→ **УСЛОВИЕ ЗАДАЧИ**
Соберите из записей все строки, в которых встречается слово «tree», и перепишите их без изменений.

→ **Записи разметки областей**
_____

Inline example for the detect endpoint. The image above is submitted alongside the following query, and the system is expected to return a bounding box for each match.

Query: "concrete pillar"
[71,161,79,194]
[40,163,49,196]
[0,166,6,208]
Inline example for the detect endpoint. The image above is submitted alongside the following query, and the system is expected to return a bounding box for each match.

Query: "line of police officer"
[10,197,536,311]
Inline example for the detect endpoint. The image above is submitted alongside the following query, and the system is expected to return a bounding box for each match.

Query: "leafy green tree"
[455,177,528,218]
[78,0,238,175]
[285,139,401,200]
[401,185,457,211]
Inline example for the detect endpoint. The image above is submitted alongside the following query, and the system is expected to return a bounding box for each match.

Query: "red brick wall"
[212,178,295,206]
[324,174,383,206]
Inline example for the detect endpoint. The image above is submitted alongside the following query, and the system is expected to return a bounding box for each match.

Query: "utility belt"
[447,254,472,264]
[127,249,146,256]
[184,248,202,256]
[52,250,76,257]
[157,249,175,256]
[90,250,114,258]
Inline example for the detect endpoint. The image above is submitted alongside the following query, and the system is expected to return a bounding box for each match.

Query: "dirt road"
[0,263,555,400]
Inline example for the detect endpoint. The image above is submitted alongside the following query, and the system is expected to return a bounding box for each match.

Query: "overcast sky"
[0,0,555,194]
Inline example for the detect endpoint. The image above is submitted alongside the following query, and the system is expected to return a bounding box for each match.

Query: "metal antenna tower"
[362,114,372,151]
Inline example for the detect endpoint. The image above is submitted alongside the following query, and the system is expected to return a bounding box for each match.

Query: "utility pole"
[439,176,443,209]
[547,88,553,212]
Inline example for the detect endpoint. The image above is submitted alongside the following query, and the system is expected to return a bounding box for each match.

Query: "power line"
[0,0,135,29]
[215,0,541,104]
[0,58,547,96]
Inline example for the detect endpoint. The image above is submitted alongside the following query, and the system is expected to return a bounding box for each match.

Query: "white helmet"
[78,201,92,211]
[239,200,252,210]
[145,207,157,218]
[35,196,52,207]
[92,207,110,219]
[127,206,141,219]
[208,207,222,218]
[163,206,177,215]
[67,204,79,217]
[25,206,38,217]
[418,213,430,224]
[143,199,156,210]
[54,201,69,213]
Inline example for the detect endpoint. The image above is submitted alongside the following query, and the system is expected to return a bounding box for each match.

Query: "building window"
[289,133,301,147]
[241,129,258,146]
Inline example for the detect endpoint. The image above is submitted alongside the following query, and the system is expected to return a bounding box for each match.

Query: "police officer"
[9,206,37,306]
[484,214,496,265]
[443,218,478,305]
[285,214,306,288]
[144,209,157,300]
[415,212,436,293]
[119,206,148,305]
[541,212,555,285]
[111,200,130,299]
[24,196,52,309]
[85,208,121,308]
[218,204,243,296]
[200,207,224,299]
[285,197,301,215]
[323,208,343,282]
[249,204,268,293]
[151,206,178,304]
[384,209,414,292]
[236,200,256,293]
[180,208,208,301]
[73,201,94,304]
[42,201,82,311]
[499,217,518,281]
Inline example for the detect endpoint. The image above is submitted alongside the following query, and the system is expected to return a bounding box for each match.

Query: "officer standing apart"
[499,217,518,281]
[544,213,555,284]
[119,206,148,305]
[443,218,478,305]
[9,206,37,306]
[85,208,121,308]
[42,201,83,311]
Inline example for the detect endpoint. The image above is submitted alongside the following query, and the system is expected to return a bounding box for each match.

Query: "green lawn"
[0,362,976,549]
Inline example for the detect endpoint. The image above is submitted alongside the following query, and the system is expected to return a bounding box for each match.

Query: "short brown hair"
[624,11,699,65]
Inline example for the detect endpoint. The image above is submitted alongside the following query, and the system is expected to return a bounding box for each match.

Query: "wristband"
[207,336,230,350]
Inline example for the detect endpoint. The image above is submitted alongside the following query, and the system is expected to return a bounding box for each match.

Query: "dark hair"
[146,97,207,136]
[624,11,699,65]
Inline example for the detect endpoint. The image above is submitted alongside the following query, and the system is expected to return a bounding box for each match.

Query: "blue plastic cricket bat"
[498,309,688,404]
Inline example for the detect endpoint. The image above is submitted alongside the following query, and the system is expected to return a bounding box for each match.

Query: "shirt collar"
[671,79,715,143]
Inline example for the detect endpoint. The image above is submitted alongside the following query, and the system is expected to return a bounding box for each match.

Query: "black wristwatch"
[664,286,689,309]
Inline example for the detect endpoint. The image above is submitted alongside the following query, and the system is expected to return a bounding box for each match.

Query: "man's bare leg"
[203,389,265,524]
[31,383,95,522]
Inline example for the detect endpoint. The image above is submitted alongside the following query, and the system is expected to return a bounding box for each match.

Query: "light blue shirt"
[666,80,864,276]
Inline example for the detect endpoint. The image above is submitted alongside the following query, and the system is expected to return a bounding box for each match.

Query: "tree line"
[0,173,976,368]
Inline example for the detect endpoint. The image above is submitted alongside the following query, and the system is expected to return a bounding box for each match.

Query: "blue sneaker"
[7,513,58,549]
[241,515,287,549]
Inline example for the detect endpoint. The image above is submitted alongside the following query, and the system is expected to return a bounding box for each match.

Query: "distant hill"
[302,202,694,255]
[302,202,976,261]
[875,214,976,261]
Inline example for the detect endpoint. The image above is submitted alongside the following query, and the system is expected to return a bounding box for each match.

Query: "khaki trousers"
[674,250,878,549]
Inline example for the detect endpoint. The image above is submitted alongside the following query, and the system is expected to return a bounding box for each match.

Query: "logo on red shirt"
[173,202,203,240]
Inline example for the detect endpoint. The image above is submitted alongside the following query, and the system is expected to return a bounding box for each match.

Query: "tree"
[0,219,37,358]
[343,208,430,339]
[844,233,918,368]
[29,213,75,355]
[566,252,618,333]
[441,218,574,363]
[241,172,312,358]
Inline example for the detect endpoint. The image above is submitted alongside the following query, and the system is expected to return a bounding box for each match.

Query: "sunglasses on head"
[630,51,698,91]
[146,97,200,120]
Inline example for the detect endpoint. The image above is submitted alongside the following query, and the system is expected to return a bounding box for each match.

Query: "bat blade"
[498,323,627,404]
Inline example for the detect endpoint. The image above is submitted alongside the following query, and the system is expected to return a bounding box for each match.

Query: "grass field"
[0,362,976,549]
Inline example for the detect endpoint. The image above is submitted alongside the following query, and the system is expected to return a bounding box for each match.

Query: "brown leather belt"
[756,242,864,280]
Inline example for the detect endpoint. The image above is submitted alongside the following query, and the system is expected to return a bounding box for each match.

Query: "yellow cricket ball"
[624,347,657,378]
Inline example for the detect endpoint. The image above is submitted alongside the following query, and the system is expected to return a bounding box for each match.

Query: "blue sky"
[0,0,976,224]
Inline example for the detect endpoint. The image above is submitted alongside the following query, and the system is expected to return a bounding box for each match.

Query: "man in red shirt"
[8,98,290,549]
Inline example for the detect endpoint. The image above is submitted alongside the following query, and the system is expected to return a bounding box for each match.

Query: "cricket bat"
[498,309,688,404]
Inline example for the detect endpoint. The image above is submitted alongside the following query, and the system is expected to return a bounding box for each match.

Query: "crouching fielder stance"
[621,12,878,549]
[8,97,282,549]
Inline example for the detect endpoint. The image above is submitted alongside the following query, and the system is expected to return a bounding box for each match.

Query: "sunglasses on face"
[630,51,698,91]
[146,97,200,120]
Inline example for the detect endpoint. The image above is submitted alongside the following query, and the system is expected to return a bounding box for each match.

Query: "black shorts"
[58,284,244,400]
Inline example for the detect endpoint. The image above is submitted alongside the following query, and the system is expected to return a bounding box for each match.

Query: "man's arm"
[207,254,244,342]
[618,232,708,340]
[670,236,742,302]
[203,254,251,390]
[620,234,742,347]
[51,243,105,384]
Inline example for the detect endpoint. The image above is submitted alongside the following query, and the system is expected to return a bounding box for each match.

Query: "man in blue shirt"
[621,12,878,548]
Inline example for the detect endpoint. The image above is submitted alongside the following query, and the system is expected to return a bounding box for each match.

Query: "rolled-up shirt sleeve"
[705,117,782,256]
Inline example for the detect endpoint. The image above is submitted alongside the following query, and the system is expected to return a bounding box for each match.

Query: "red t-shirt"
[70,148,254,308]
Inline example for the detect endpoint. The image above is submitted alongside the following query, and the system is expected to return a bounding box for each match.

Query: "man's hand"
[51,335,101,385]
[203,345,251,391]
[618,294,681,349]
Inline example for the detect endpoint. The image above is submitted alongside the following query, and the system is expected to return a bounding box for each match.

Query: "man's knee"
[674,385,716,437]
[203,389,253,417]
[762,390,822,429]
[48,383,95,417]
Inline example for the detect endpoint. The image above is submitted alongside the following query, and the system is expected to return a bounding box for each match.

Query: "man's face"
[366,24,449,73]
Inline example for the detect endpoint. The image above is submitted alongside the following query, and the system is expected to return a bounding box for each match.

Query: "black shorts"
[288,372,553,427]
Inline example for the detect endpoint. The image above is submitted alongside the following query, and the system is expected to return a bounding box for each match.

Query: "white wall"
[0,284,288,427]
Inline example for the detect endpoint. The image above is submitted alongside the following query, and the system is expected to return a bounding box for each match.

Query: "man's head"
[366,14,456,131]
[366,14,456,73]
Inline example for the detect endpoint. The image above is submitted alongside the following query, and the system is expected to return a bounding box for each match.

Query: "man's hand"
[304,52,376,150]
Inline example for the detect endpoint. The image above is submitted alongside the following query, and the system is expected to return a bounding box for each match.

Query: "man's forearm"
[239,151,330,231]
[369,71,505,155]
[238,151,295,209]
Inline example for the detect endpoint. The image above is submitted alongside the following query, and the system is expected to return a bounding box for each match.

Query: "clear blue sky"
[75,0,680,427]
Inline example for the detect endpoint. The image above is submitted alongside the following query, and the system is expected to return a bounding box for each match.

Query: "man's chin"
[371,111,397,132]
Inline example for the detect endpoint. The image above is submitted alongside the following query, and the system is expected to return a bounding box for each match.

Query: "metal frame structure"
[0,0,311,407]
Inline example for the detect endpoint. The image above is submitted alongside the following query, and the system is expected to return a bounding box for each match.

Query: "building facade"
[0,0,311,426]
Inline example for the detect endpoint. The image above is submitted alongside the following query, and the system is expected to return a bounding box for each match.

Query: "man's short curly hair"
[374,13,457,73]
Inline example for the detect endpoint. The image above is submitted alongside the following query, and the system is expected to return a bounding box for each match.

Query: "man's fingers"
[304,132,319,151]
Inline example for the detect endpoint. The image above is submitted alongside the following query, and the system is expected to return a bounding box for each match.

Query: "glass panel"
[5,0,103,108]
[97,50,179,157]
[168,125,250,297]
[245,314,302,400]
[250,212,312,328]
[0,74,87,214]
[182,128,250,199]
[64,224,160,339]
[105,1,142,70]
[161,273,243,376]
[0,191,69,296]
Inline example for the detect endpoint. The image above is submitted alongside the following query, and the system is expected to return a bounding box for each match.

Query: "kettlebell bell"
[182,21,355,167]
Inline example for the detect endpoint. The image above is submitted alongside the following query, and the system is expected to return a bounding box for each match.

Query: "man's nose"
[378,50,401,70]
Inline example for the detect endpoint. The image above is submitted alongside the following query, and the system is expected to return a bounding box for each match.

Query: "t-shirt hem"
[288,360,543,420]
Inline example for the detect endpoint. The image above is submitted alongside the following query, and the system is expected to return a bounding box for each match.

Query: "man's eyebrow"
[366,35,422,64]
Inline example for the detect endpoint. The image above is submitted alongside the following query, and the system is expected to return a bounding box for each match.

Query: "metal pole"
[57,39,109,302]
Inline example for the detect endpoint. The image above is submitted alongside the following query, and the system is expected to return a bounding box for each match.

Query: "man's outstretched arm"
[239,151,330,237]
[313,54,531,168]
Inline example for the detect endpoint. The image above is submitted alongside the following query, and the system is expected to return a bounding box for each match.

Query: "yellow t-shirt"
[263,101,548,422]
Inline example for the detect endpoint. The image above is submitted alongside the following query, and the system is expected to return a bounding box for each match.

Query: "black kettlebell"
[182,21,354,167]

_____

→ **РЕЗУЛЬТАТ ВЫПОЛНЕНИЯ**
Query: "leafy green tree"
Query: "tree line"
Query: "tree"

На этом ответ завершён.